» **Input material**
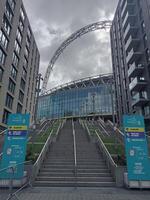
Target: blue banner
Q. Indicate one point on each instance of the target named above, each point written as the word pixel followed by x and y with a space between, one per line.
pixel 138 162
pixel 14 149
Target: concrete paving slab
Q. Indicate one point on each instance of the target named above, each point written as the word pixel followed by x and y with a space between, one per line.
pixel 83 194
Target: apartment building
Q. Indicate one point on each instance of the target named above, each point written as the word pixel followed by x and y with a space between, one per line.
pixel 130 45
pixel 19 61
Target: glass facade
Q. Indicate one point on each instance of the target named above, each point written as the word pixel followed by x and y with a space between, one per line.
pixel 76 102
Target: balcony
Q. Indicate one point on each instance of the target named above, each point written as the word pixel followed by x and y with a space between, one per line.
pixel 135 70
pixel 138 84
pixel 140 99
pixel 130 17
pixel 122 3
pixel 130 30
pixel 131 43
pixel 128 6
pixel 133 56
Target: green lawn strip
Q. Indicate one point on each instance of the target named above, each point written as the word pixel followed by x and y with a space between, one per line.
pixel 115 149
pixel 108 139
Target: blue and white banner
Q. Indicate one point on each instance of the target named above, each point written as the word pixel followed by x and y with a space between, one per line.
pixel 138 162
pixel 15 143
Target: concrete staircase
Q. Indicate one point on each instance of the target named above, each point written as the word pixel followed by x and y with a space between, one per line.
pixel 91 167
pixel 58 168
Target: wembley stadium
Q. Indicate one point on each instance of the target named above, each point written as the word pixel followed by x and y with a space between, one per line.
pixel 91 96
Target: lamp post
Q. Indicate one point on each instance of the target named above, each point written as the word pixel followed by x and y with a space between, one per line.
pixel 38 90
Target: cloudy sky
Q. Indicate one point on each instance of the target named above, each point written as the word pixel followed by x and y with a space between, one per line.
pixel 53 21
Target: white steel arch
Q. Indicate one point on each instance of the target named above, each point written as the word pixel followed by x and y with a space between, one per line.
pixel 89 28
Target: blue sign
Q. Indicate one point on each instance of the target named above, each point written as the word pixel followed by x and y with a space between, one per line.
pixel 14 150
pixel 138 162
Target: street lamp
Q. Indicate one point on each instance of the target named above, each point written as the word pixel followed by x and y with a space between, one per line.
pixel 38 90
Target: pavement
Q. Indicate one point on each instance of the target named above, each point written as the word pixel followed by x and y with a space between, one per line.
pixel 80 194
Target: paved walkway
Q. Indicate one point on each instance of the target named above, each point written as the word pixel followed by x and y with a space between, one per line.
pixel 81 194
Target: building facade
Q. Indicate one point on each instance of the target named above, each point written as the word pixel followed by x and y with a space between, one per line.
pixel 130 45
pixel 19 61
pixel 86 97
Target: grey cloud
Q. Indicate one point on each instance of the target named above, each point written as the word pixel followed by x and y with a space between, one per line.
pixel 59 18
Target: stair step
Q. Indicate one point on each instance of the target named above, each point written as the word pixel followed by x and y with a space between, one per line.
pixel 73 184
pixel 62 174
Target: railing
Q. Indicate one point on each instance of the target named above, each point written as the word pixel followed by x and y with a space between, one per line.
pixel 109 161
pixel 75 149
pixel 41 157
pixel 103 128
pixel 119 134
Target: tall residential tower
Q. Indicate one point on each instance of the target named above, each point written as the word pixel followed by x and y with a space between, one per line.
pixel 19 61
pixel 130 43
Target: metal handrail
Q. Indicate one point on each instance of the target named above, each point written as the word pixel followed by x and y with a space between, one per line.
pixel 40 155
pixel 11 193
pixel 75 149
pixel 103 129
pixel 15 165
pixel 106 151
pixel 2 133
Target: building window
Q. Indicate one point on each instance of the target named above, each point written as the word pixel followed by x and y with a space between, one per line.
pixel 1 74
pixel 148 55
pixel 19 108
pixel 143 27
pixel 2 56
pixel 5 116
pixel 12 4
pixel 21 26
pixel 26 52
pixel 11 86
pixel 22 13
pixel 8 12
pixel 21 96
pixel 25 63
pixel 13 73
pixel 27 42
pixel 145 40
pixel 24 73
pixel 19 36
pixel 9 101
pixel 22 84
pixel 15 59
pixel 6 26
pixel 17 47
pixel 3 39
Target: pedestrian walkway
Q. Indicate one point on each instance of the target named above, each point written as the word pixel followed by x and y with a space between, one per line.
pixel 82 194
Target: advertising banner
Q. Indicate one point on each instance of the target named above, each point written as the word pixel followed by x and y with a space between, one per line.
pixel 15 143
pixel 138 162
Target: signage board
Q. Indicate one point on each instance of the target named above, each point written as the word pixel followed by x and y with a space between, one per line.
pixel 14 149
pixel 138 162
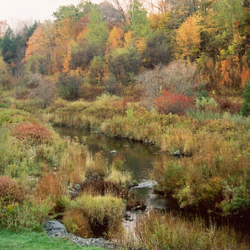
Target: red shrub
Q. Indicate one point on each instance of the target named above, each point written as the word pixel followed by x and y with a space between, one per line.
pixel 127 99
pixel 10 192
pixel 228 105
pixel 31 131
pixel 174 103
pixel 89 92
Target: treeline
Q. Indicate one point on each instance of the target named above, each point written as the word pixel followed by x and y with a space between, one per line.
pixel 109 44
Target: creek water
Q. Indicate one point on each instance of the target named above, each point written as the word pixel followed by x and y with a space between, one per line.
pixel 138 159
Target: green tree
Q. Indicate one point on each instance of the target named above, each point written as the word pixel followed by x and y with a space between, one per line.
pixel 140 24
pixel 124 64
pixel 158 50
pixel 68 87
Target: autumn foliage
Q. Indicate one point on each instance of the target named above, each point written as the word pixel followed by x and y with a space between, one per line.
pixel 31 131
pixel 173 103
pixel 10 192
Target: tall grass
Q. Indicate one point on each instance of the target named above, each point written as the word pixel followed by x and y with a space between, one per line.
pixel 157 231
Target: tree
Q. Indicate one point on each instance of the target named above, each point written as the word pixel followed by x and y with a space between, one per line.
pixel 228 13
pixel 115 39
pixel 188 38
pixel 140 24
pixel 45 91
pixel 245 109
pixel 157 50
pixel 97 33
pixel 124 64
pixel 6 78
pixel 71 11
pixel 68 87
pixel 3 27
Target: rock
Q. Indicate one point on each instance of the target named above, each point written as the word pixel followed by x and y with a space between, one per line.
pixel 56 229
pixel 177 153
pixel 77 187
pixel 145 184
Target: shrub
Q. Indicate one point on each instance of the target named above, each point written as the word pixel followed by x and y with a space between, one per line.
pixel 227 105
pixel 173 103
pixel 30 215
pixel 10 191
pixel 8 116
pixel 157 231
pixel 53 187
pixel 245 109
pixel 33 132
pixel 97 166
pixel 170 177
pixel 69 87
pixel 103 213
pixel 76 223
pixel 204 103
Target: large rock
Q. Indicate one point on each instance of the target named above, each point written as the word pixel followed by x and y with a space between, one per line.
pixel 56 229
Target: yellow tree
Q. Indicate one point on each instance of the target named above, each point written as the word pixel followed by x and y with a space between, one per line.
pixel 115 39
pixel 42 44
pixel 188 38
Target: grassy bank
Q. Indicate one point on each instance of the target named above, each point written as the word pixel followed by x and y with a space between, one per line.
pixel 213 177
pixel 34 240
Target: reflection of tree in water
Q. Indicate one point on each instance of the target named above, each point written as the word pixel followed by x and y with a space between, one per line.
pixel 138 158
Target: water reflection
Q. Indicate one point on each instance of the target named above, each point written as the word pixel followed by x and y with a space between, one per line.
pixel 139 158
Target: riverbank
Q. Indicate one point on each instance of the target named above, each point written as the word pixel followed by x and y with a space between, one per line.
pixel 202 181
pixel 213 178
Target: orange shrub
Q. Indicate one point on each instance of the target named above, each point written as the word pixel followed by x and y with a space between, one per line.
pixel 32 132
pixel 173 103
pixel 10 192
pixel 77 224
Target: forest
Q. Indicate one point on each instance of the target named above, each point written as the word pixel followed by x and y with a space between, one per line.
pixel 171 74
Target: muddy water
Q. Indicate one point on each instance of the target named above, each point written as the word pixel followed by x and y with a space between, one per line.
pixel 138 159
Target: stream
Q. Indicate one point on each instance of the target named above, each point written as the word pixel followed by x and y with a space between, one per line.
pixel 138 159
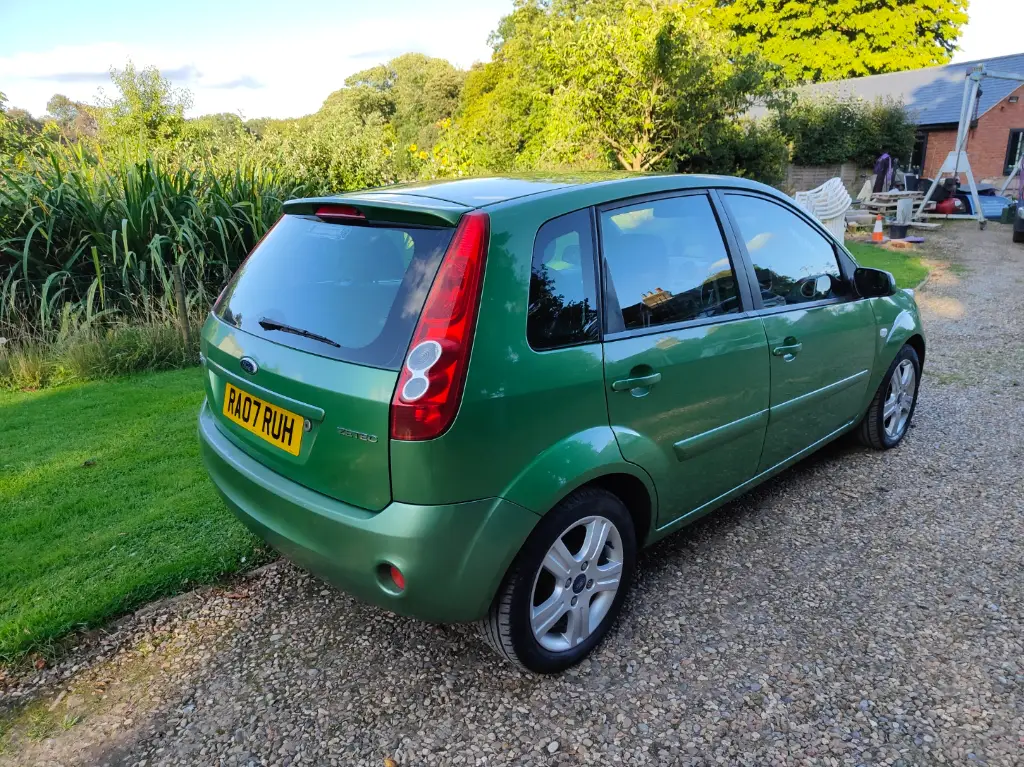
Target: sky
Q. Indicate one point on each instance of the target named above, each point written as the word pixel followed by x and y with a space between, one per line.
pixel 272 58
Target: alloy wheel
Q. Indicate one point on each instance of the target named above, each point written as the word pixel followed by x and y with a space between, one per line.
pixel 576 584
pixel 899 399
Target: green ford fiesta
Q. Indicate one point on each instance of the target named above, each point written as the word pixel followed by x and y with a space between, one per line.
pixel 477 399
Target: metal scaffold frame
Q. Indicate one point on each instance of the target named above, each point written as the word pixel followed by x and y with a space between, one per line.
pixel 957 162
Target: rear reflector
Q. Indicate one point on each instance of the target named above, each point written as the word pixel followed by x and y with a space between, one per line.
pixel 340 213
pixel 399 580
pixel 430 386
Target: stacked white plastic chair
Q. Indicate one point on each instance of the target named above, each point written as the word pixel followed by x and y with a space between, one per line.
pixel 828 203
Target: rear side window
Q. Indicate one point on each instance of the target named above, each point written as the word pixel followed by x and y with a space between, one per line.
pixel 347 292
pixel 668 262
pixel 562 289
pixel 794 263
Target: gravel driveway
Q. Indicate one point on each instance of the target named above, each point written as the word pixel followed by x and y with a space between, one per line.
pixel 863 608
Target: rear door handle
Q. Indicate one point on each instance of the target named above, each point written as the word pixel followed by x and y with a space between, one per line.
pixel 639 382
pixel 788 350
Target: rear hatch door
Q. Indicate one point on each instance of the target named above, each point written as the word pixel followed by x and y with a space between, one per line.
pixel 303 347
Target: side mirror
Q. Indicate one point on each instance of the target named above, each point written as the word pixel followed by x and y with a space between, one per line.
pixel 873 283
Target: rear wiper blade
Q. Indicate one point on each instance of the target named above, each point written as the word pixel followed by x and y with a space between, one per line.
pixel 266 324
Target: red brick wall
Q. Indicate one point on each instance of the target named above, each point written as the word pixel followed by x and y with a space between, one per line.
pixel 986 143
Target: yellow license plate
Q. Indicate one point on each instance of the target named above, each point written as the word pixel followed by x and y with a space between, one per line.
pixel 275 425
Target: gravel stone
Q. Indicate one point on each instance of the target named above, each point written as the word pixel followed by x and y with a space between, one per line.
pixel 862 608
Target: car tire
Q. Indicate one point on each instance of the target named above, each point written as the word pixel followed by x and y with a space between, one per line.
pixel 884 425
pixel 581 595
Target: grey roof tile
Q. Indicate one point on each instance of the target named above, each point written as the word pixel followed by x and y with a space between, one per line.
pixel 933 94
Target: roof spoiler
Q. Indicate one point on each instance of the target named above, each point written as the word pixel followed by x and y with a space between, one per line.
pixel 384 209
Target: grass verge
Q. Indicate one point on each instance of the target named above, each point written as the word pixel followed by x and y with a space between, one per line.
pixel 86 355
pixel 104 505
pixel 907 268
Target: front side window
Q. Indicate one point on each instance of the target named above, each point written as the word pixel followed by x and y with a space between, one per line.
pixel 562 289
pixel 794 263
pixel 667 262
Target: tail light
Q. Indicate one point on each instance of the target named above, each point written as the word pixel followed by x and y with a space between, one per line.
pixel 429 389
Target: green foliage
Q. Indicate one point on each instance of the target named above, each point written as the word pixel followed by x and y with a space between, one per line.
pixel 814 40
pixel 906 267
pixel 105 506
pixel 632 83
pixel 88 240
pixel 95 353
pixel 146 109
pixel 834 131
pixel 75 120
pixel 416 94
pixel 18 130
pixel 748 148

» **Instructions for the task**
Read through the lines above and collect those that contain the string "blue".

» **Task solution**
Target: blue banner
Target: blue and white banner
Target: blue sign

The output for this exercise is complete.